TEXT PROVIDED:
[Start]

Vegan Sopa de Albóndigas (Mexican Meatball Soup)
Author: 
Recipe type: Vegan Soup
Cuisine: Mexican
Prep time: 
Cook time: 
Total time: 
Serves: 8-10
 
A vegan spin on the traditional Mexican Meatball soup that is loaded with meaty vegan meatballs, vegetables, and tons of flavor!
Ingredients
  • ¼ cup olive oil, divided
  • 3 tsp sea salt, divided
  • Pepper
  • 2 pounds ripe tomatoes, about 8-10 tomatoes
  • ½ cup short grain rice, also known as sushi rice
  • 2 vegan eggs, such as Bob's Red Mill or Ener-G egg replacer *
  • 1 LB Beyond Meat Ground *
  • 2½ cups diced white onion, divided
  • ½ cup unseasoned breadcrumbs (gluten free if desired) *
  • 1 cup chopped cilantro, divided
  • 8 cloves minced fresh garlic, divided
  • 3 tsp dried Mexican oregano, divided
  • 4 tsp cumin, divided
  • 6 tsp vegan chicken bouillon paste or 6 vegan chicken bouillon cubes *
  • 1½ cups potatoes, peeled and cubed
  • 2 cups carrots, sliced into about ½" rounds
  • 3 cups sliced zucchini
  • 1 sliced jalapeno, optional
  • Fresh lemon slices, for garnish
  • Additional chopped fresh cilantro, for garnish
Instructions
  1. Preheat oven to 425°F. Cut the tomatoes in half and gently scoop out the seeds with a spoon or your fingers. Toss the tomatoes halves with 2 tablespoons of olive oil, 1 teaspoon of salt, and a few cracks of fresh black pepper. Place tomatoes on a parchment paper lined baking tray and roast until softened and slightly browned, about 30-40 minutes. Remove and place roasted tomatoes in blender. Pulse until crushed, resembling chunky salsa, but not fully blended and smooth - you want there to be some remnants of the tomatoes in the blender. Set aside.
  2. Add rice to a bowl. Heat about 1½ cups water on high heat. Once water reaches a rolling boil, add it to the rice, covering it by about an half an inch or so. Set aside for 20 minutes. Drain and rinse in a colander. Set aside.
  3. Prepare vegan eggs according to package directions. Set aside.
  4. To a large bowl, add Beyond Meat ground beef, rice, vegan egg, ½ cup onion, breadcrumbs, ¼ cup cilantro, 3 cloves minced garlic, 2 teaspoons oregano, 2 teaspoons cumin, and remaining 2 teaspoons of salt. Using your hands, mix thoroughly, making sure all the ingredients are combined, then form the mixture into 1-inch meatballs (about 20-25 meatballs). Place the meatballs on a parchment paper lined tray and set in the refrigerator for about 20-30 minutes while you start on the broth *
  5. In large pot on medium heat, add remaining 2 tablespoons of olive oil. Once oil is hot, add the rest of the onions (2 cups, diced) and sauté until the onions are translucent, about 6-7 minutes. Add remaining 5 cloves of minced garlic and sauté another 1-2 minutes. Season the onion and garlic with remaining oregano and cumin. Add bouillon cubes or bouillon paste and 12 cups of water. Mix to combine and increase heat to high (the cubes or paste will dissolve in the hot liquid).

[End]

CHALLENGE:
In the meatball soup recipe, why does the first step say to pulse the roasted tomatoes instead of blending them until smooth? Answer in one to three sentences.

Collection entries

[Start]

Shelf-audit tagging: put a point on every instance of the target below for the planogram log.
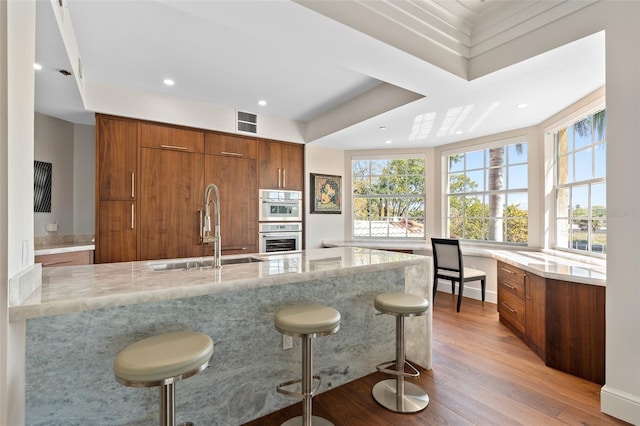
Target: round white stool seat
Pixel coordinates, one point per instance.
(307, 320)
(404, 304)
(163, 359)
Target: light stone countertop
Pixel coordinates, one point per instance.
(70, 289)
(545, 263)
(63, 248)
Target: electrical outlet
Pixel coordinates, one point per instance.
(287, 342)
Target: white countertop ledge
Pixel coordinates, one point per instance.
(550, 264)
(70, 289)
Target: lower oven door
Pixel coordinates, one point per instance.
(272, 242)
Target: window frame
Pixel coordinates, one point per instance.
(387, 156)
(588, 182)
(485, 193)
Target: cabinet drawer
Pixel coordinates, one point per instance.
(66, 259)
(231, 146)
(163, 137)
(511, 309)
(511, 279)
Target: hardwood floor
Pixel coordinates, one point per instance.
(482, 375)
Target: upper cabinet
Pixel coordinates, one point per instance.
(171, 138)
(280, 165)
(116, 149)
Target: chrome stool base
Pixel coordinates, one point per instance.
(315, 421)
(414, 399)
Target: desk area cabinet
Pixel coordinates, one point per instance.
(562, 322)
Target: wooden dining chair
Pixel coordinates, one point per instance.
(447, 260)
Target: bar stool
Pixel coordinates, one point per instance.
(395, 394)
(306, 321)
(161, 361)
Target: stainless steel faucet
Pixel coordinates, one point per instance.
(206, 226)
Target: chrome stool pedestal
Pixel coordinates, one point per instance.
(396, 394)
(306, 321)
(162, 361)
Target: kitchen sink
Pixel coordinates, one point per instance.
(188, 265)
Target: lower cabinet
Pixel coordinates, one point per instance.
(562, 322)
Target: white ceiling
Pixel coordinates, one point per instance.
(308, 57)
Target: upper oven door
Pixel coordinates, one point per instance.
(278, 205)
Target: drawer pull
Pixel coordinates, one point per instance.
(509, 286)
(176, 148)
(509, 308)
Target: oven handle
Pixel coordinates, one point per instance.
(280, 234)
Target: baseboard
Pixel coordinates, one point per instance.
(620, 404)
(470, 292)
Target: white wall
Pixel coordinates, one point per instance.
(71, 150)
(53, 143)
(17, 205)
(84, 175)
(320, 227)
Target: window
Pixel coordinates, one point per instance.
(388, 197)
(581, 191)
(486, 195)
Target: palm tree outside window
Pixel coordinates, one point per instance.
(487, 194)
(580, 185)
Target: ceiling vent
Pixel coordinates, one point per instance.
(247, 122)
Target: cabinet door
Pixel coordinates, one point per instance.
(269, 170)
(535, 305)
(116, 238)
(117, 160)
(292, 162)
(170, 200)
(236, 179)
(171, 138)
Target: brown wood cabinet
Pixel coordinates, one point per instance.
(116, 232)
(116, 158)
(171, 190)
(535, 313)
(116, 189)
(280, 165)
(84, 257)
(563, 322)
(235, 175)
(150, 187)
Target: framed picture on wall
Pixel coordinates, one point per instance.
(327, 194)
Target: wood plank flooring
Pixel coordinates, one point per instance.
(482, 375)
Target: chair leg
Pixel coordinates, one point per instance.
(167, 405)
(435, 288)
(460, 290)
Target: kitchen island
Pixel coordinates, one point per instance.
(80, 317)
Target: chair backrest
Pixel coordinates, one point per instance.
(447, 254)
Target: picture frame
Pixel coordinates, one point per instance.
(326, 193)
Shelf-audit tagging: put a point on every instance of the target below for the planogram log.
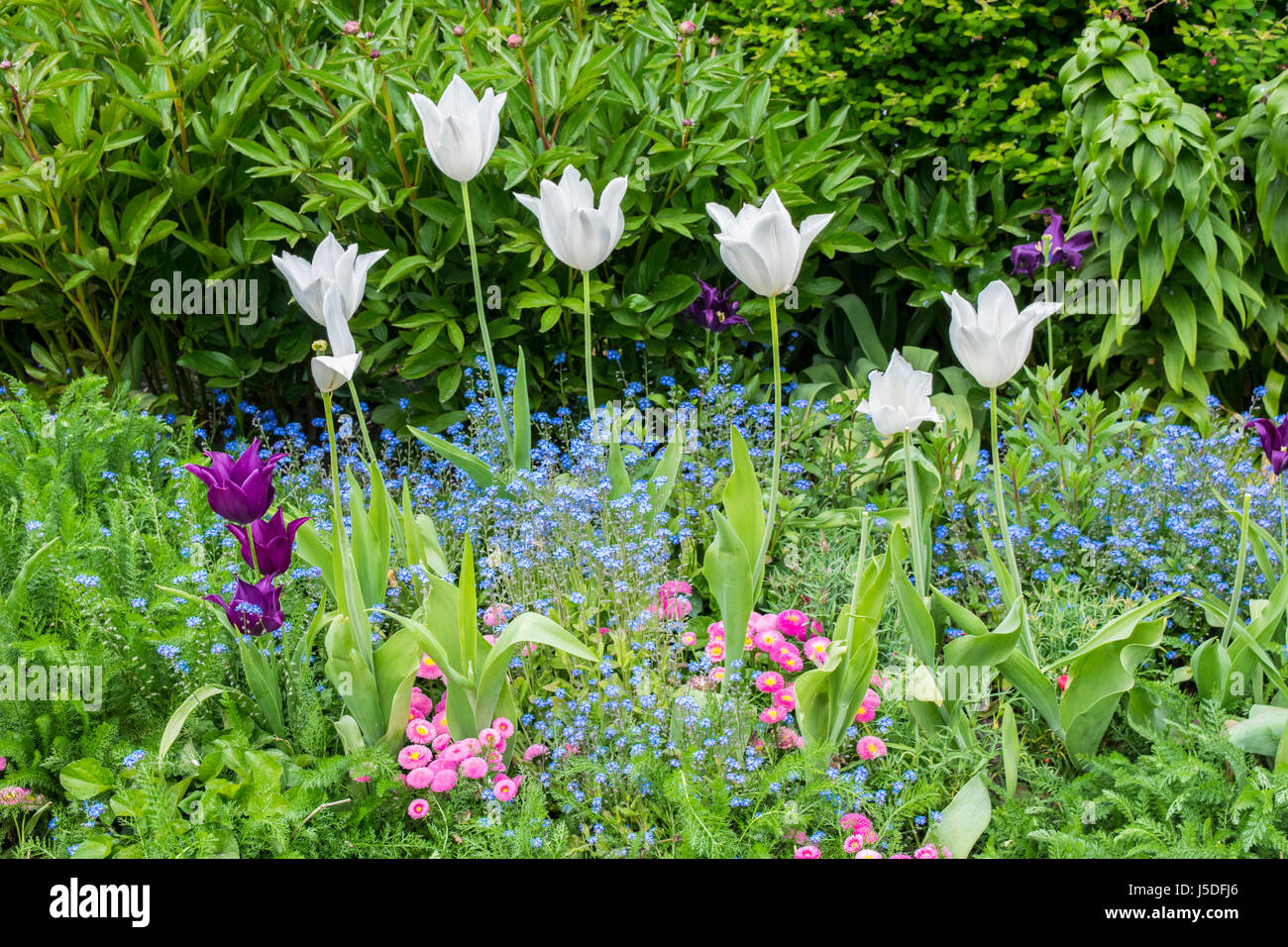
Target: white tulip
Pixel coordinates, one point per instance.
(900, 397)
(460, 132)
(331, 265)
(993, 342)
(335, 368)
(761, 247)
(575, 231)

[End]
[Start]

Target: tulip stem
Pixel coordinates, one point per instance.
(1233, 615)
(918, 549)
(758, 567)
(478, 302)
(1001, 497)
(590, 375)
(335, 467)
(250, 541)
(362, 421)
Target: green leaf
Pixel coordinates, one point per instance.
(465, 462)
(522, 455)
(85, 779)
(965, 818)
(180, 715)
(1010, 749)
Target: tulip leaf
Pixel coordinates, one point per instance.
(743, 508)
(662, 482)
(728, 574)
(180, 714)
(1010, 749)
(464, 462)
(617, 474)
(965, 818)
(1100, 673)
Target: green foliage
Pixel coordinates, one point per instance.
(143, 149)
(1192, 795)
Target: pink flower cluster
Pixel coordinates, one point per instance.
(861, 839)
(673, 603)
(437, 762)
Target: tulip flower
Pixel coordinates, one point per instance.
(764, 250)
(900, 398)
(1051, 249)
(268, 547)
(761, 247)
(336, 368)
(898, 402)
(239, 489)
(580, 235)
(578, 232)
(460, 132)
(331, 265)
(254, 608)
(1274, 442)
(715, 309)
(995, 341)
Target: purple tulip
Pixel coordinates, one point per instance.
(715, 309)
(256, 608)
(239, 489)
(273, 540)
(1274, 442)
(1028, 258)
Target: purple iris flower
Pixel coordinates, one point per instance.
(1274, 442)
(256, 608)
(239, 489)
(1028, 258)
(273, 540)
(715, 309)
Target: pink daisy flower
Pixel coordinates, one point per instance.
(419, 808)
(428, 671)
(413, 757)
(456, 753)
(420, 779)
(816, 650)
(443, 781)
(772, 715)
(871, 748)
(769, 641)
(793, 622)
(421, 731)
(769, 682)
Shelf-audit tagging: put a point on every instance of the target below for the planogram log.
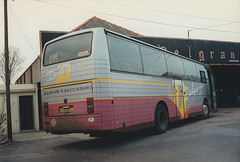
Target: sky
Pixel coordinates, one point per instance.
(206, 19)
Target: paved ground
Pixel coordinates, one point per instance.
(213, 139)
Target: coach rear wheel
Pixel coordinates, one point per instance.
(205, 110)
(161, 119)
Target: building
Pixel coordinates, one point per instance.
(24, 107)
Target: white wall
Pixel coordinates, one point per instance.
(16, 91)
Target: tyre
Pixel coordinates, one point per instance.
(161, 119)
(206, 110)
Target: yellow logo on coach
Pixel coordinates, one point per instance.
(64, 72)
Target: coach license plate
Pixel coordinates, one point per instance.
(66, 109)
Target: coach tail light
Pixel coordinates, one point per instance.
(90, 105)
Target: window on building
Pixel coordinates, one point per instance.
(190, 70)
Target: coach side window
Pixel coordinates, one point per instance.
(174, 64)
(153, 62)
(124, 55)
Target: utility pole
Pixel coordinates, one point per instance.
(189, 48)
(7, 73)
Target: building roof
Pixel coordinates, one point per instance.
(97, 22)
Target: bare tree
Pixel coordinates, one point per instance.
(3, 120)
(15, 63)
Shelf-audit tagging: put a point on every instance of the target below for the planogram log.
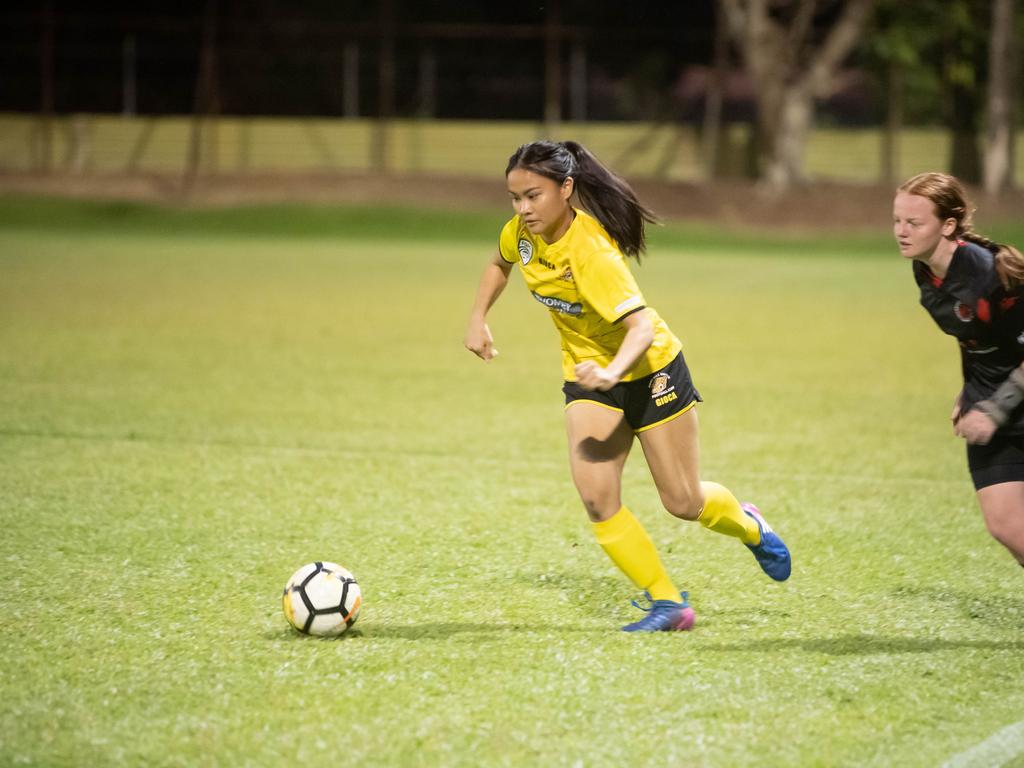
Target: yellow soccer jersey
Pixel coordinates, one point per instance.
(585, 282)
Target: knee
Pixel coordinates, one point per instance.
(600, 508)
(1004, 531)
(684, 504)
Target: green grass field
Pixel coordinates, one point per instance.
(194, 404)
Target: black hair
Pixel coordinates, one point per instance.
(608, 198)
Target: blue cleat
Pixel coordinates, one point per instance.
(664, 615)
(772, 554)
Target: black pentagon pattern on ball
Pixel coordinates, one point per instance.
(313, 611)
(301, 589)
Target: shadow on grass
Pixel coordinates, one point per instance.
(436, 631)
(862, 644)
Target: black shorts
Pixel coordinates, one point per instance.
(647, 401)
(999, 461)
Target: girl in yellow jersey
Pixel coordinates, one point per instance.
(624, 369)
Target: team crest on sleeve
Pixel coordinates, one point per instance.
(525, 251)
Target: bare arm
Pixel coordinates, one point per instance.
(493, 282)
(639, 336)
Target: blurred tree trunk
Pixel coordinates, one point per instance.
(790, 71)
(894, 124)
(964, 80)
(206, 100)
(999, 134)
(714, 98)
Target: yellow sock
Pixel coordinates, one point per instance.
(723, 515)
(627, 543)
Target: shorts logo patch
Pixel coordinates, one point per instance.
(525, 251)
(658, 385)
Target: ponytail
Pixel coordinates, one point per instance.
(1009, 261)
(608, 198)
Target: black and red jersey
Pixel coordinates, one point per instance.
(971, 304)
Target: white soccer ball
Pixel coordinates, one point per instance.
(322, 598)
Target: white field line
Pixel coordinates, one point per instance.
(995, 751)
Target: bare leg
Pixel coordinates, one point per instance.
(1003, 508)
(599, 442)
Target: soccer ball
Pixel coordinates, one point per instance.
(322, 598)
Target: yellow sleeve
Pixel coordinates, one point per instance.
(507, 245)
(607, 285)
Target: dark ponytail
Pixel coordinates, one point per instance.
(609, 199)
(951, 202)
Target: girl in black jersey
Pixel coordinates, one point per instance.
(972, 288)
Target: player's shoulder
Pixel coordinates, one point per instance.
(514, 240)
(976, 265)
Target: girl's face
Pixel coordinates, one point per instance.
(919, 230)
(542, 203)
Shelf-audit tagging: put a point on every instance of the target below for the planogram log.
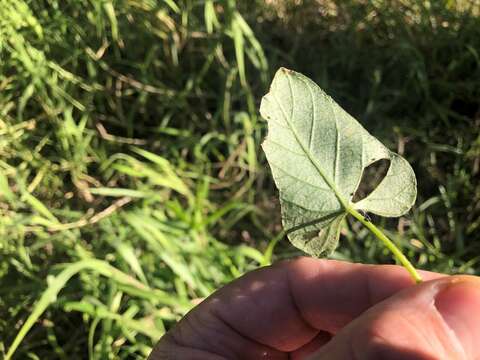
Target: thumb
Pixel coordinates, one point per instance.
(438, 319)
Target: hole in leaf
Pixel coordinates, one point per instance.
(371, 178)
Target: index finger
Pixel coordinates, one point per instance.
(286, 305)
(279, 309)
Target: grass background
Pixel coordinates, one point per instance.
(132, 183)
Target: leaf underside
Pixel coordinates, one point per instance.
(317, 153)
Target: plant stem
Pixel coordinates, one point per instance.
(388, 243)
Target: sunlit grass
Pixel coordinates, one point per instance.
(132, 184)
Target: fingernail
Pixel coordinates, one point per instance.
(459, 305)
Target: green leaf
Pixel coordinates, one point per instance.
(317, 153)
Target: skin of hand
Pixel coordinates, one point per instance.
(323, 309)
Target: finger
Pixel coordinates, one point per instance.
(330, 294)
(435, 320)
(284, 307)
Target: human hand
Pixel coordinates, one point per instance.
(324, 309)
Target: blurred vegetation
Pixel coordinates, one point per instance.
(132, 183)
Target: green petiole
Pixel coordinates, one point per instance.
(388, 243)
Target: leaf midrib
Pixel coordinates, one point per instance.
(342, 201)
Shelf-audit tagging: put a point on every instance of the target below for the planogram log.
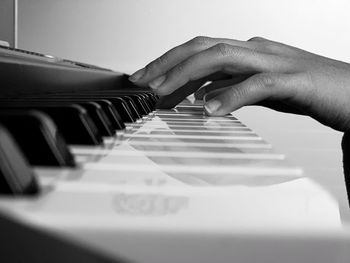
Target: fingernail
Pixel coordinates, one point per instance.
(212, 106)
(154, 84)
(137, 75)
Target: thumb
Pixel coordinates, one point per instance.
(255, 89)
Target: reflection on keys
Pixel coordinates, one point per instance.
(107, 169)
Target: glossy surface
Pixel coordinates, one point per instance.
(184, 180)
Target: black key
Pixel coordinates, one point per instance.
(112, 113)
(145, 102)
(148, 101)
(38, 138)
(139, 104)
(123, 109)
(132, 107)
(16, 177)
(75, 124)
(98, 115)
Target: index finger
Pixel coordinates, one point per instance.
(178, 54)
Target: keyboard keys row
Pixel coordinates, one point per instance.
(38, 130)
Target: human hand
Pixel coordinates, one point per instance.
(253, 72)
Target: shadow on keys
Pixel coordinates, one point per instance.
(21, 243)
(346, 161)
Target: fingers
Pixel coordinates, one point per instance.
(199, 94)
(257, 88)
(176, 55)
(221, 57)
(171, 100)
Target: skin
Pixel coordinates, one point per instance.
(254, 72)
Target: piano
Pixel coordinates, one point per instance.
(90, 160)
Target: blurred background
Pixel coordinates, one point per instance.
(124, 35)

[End]

TASK SOLUTION:
The roasted tomatoes should end up crushed, like chunky salsa, with some remnants of the tomatoes left. Blending them fully smooth would lose those pieces.